* WHAT YOU ARE ASKED TO DO
Resume the court opinion below on the 1903 hand car collision appeal, picking up right after its last sentence.

* PROVIDED PASSAGE

75 S.W. 561 | Tex. App. | 1903
This case was tried at a special term of the District Court, before a special judge, and on special issues, resulting in a judgment for appellee in the sum of $13,750, from which this appeal is prosecuted.
The first proposition submitted by appellant is, that it is not competent for a special judge to preside at a special term of the district court, in support of which article 1111 of the Revised Statutes is cited, reading: "The several judges of the district courts shall hold the regular terms of their said courts * * * twice in each year, * * * *569 and shall hold such special terms as may be required by law." The last clause of this article is quoted in appellant's brief with "shall" italicised, and it is argued that the Legislature meant by the use of this word in that connection to prevent any other than the regular judge from presiding at a special term; but the argument proves too much, for the very same word is used in the first clause, as will be seen from above quotation. We could not, therefore, adopt appellant's construction without repealing the constitution and laws providing for the election of a special judge in the absence of the regular judge, etc.
The next proposition assails a ruling on demurrer which was rendered immaterial by the verdict.
In the remaining numerous assignments of error complaint is made of the verdict and judgment, which we will now consider. Appellee, a section foreman long in the service of appellant, was seriously injured July 4, 1901, in a cut at a curve on appellant's railroad, by a collision between one of appellant's freight trains going south or east and a hand car going north or west, on which appellee and other section hands were riding. The train was about one hundred yards away when first seen by the men on the hand car, and was traveling at about the usual rate of speed for freight trains, that is, from twenty to twenty-five miles an hour. The hand car was traveling seven or eight miles per hour, which was a little less than the usual rate of speed for hand cars. The men on the hand car all escaped unhurt, except appellee and one other, who undertook to remove the hand car from the track and got it nearly off before it was struck.
The jury found in response to special issues that the engineer in charge of the train failed to give the usual and customary whistle blasts, or any whistle blast at all, on approaching said curve and before entering said cut, and that this failure was both negligence and the proximate cause of the collision and injuries. These findings are sustained by the evidence.
The jury also found that the hand car was defective, the axle being bent and the brake being worn so that it would not readily stop the car when applied, and that it was dangerous to use it in this condition; that this defective condition was due to the negligence of appellant; that appellee was also guilty of negligence in not inspecting the hand car and discovering the defective condition that morning before he took it out on the road, although it had just been returned from the repair shop, to which he had sent it for repairs; but that this negligence, whether of appellant or of appellee, was not the proximate cause of the collision, though they further found, in response to issue submitted at instance of appellant, that the defective brake "possibly to some extent" contributed to appellee's injuries. The defective condition of the brake was discovered by appellee that morning after he had gone a few miles from the section house, but the jury found that in continuing to use the hand car after this discovery was made, under the circumstances then existing, *570 appellee was not guilty of negligence, and also that that was not the proximate cause of the collision.

* SUPPLIED RECORDS
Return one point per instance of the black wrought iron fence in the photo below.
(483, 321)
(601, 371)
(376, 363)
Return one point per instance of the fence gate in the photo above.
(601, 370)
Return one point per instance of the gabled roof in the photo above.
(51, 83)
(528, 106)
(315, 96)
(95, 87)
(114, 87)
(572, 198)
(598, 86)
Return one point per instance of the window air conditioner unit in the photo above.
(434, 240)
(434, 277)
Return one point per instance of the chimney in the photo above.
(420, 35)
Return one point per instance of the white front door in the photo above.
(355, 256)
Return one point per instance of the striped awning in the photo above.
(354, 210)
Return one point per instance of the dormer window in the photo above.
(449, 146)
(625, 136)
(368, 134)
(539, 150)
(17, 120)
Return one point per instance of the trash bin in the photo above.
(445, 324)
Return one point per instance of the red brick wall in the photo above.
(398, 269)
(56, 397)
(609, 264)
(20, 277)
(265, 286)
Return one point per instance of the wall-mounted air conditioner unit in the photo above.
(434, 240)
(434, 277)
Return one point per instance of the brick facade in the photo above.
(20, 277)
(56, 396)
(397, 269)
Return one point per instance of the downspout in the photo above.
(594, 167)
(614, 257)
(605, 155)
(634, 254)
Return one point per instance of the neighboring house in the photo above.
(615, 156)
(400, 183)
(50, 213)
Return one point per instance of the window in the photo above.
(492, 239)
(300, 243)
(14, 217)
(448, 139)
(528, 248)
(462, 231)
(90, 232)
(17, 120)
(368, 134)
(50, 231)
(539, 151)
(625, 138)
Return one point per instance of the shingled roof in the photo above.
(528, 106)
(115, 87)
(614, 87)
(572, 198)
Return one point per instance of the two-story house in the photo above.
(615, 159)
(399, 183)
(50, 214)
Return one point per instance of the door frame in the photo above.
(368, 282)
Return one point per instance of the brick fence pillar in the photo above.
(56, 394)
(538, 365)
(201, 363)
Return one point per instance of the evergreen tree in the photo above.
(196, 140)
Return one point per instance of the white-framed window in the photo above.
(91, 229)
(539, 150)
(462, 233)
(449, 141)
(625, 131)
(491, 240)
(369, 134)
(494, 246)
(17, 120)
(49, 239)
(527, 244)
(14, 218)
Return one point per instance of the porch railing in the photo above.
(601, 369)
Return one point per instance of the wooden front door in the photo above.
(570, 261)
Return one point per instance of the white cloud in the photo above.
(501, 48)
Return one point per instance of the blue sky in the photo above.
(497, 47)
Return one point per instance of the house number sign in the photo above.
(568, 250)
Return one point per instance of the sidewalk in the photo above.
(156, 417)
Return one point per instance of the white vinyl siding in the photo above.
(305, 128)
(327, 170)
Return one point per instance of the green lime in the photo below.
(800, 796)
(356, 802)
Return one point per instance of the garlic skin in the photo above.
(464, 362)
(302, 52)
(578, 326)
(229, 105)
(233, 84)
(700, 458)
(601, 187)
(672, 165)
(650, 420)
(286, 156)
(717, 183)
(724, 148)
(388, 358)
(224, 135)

* OUTPUT OF THE EXERCISE
The jury found that appellee, in approaching the curve and entering the cut and in propelling the hand car through the same, did not fail, as was his duty, to keep a careful lookout for approaching trains or to have his hand car under control or to use ordinary care as to its speed, and that he was not only free from negligence in these respects, but also that the collision was not due to any such negligence.
The jury further found that appellee, after the discovery of the approaching freight train, did not fail to act as an ordinarily careful person would have done under the same or similar circumstances, and that the collision was not due to any negligence on his part at this juncture. They found that he was trying to save both himself and the hand car when the collision took place, but did not know whether he would have been injured or not if he had not attempted to remove the hand car from the track.
The jury further found that it was the duty of appellee and the section gang to repair their car when found to be defective, but did not know whether they could have done so in this instance after discovering the defect in the brake, and that the rules prohibited the use of cars so defective as to be dangerous. The jury found that if the brake had been in proper condition, the hand car could have been stopped in about forty feet, but as it was it ran 167 feet after the approaching train was discovered.
Proximate cause was defined in the court's charge to be "that cause producing the injury that was the natural and probable consequence of the negligence complained of, and that ought to have been foreseen in the light of the attending circumstances."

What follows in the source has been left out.